DATA SHOWN
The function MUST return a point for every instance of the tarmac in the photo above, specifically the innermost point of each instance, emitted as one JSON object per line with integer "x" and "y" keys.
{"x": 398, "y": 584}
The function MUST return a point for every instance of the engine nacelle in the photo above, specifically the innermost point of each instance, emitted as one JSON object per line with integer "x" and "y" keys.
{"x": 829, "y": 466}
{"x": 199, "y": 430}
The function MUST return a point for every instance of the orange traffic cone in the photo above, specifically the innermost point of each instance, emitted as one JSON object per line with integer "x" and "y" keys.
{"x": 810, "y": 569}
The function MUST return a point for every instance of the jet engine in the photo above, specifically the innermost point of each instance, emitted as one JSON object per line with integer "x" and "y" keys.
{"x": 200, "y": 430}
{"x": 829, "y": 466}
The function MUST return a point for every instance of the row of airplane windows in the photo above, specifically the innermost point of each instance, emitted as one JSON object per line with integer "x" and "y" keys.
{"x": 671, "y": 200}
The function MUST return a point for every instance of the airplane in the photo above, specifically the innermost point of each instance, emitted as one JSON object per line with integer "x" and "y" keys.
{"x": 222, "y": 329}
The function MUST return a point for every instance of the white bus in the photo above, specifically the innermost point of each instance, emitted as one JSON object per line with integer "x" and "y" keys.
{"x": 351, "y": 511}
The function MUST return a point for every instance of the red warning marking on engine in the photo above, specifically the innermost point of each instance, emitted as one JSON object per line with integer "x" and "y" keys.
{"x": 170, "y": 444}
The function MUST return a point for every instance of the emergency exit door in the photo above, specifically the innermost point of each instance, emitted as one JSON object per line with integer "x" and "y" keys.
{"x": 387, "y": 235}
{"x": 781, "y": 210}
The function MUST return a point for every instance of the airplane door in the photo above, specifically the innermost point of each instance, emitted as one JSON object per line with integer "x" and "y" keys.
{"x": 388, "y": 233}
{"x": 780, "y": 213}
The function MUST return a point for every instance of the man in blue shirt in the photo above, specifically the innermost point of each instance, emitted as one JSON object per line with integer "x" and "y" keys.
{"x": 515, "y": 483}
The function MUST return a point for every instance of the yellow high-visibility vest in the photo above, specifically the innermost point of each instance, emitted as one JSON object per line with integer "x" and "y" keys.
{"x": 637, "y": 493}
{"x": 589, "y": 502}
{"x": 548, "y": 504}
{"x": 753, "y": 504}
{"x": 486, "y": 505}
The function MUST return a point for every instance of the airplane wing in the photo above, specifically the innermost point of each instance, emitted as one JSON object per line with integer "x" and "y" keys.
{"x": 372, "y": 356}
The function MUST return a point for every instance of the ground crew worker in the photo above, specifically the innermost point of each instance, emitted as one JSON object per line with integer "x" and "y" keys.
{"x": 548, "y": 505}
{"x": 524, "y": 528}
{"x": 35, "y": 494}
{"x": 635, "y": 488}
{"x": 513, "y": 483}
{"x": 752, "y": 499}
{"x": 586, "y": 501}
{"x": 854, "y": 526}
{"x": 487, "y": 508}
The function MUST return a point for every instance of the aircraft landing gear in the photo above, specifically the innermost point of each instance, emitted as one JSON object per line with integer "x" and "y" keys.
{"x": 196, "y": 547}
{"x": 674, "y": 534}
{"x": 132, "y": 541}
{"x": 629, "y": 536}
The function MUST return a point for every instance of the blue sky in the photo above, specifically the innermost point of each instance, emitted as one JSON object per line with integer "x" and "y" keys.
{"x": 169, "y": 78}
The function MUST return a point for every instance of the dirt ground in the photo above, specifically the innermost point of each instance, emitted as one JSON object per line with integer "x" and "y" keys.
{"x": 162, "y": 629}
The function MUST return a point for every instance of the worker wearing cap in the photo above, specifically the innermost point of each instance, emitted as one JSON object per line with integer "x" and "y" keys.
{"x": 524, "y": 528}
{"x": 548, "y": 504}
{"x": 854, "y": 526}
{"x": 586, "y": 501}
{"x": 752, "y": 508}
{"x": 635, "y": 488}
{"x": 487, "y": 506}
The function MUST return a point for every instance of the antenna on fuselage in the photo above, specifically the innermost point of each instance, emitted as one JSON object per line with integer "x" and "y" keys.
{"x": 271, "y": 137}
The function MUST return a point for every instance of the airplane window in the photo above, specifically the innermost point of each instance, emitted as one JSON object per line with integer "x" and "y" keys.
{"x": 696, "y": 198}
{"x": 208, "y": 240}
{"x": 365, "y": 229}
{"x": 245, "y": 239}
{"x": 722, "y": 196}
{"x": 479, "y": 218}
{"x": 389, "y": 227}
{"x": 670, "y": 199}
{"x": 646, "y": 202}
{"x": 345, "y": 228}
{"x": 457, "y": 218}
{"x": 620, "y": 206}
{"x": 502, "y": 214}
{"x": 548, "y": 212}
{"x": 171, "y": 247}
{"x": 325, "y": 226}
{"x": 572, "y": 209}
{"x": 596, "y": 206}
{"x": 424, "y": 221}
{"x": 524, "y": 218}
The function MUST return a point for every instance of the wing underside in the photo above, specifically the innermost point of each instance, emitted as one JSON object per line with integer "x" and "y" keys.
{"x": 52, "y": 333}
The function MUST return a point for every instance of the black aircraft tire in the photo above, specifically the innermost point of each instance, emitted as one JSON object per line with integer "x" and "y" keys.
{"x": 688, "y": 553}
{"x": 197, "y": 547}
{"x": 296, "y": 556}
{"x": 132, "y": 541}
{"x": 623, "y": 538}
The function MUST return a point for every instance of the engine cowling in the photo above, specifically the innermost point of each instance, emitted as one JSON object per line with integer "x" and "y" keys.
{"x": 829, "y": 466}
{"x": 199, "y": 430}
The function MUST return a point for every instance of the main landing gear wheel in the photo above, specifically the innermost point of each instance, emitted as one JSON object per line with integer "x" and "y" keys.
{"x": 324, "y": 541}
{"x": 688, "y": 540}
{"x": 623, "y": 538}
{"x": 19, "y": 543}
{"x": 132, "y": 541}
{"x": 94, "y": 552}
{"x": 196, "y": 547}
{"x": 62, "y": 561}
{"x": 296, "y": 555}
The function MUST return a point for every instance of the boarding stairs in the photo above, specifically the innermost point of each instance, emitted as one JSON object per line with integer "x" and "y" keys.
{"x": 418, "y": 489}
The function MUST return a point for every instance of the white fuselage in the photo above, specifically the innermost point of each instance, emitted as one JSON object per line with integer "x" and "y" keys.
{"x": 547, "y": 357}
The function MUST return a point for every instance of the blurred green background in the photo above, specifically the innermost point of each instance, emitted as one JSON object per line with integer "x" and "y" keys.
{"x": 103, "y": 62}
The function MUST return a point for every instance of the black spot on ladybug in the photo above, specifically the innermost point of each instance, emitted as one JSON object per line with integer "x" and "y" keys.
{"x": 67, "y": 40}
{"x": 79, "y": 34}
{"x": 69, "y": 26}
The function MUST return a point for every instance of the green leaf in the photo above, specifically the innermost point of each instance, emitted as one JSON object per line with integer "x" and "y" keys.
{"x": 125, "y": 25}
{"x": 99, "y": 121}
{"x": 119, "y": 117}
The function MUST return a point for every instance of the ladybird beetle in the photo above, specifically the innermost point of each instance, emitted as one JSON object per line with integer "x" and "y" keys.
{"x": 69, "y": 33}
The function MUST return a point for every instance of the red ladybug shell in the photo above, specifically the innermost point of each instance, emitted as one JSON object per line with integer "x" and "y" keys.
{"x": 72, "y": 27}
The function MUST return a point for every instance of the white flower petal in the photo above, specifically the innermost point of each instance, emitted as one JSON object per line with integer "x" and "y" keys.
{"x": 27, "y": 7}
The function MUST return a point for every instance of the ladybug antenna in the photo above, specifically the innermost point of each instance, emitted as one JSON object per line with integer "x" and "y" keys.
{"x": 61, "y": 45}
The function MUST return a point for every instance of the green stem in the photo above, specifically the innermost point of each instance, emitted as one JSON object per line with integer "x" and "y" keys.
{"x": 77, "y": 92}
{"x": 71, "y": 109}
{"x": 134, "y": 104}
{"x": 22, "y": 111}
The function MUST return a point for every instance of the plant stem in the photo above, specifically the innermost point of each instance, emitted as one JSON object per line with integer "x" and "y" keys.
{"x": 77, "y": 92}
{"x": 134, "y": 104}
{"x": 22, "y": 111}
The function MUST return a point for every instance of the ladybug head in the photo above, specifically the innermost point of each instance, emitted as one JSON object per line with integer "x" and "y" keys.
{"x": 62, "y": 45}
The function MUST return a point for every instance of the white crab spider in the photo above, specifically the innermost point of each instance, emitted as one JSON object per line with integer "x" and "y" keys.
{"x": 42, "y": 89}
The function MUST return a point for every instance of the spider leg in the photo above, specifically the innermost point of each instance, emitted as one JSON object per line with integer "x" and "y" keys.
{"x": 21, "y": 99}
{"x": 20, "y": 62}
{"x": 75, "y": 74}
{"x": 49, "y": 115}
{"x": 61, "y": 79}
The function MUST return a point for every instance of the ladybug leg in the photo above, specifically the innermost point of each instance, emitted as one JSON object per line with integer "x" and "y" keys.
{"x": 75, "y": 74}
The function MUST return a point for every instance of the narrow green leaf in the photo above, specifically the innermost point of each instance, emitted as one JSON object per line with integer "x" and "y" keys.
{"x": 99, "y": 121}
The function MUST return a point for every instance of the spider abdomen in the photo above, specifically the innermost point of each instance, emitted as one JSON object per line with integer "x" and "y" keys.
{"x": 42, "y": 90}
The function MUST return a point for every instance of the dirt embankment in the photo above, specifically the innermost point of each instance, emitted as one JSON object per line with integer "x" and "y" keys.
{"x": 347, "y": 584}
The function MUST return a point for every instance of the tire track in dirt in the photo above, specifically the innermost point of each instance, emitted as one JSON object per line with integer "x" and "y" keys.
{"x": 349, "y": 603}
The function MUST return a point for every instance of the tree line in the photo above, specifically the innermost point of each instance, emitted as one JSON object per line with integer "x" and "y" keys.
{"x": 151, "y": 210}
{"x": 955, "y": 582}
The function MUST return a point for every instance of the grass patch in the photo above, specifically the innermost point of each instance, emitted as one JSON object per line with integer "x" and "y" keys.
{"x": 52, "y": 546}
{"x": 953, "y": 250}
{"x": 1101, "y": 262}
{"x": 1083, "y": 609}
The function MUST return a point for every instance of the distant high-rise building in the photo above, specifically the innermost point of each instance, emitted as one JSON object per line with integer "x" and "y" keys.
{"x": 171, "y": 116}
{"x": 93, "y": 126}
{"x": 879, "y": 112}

TASK OBJECTIVE
Your output should be an exact transcription of the line that holds "of the grass" and each line after it through the end of the listing above.

FINAL ANSWER
The function MUST return a point for every instance of the grass patch in the photo above, specifically the innermost point of each instance, emitted as one JSON object per line with integer "x" and "y" keys.
{"x": 52, "y": 546}
{"x": 953, "y": 250}
{"x": 1101, "y": 262}
{"x": 1083, "y": 609}
The function MUST return a point for every instance of the distant high-rise building in the photo above, specifically the innermost point of each instance, emitted as one JSON object per line with integer "x" and "y" keys.
{"x": 171, "y": 116}
{"x": 93, "y": 126}
{"x": 879, "y": 112}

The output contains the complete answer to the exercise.